Exercise prompt:
Write out exactly the lines from the one containing "[pin] park lawn" through the last line of the records below, including both.

-- begin --

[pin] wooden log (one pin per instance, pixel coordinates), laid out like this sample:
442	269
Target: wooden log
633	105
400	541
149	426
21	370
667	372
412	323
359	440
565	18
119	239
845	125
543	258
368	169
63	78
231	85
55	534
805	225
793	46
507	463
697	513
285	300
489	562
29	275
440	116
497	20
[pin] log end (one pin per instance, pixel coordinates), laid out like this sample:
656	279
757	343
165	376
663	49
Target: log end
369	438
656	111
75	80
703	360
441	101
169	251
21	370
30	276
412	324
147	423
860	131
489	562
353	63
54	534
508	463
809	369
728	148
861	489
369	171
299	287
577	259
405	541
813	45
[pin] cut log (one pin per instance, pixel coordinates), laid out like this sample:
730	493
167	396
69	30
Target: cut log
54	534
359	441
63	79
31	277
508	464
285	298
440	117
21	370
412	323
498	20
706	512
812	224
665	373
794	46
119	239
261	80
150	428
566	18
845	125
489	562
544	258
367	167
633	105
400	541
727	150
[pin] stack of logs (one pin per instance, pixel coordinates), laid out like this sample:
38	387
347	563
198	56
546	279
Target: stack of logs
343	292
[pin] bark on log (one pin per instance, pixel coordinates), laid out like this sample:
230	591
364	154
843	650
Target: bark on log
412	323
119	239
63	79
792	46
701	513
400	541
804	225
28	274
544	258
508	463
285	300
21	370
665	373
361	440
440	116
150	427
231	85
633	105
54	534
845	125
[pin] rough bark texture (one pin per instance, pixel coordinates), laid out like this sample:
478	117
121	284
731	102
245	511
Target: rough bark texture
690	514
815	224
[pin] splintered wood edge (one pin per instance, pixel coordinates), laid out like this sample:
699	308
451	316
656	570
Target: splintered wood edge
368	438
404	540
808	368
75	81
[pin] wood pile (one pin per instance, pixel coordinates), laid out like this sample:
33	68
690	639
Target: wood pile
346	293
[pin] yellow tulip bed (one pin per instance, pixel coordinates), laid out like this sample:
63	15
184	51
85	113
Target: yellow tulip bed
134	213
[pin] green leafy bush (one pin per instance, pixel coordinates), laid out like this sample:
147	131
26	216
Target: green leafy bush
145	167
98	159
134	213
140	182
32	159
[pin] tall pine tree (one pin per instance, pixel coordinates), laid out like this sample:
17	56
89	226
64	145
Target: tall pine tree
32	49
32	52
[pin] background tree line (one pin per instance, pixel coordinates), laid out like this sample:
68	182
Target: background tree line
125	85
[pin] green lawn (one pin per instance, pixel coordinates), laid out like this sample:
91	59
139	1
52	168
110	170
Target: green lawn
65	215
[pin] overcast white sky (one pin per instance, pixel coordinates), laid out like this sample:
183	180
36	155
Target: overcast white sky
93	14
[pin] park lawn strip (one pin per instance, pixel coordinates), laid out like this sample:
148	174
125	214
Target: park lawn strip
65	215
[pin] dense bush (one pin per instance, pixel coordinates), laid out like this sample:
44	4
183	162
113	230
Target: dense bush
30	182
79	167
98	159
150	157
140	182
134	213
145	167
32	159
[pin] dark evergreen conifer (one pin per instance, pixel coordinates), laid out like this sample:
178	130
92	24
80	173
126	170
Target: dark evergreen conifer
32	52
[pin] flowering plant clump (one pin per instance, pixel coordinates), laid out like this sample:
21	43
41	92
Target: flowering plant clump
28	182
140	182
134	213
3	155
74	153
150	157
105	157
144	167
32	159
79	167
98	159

-- end --

Output for this task:
[pin] park lawn strip (one pin per instance, pixel coordinates), laid out like this sample:
148	174
125	214
Target: park lawn strip
65	215
[pin] dense bush (one pin per instance, pixel coordinates), laid out like this sample:
44	4
183	162
113	230
Target: dense bush
30	182
79	167
98	159
150	157
140	182
134	213
145	167
32	159
[pin] dark evergreen conifer (one pin per instance, pixel coordinates), laid out like this sample:
178	130
92	24
80	173
126	170
Target: dark evergreen conifer
32	52
[pin] flowering plant clump (one pin per instance, pixel coordinates), laid out like this sample:
21	43
41	92
Target: flowering plant clump
28	182
140	182
134	213
3	155
74	153
150	157
105	157
144	167
32	159
79	167
98	159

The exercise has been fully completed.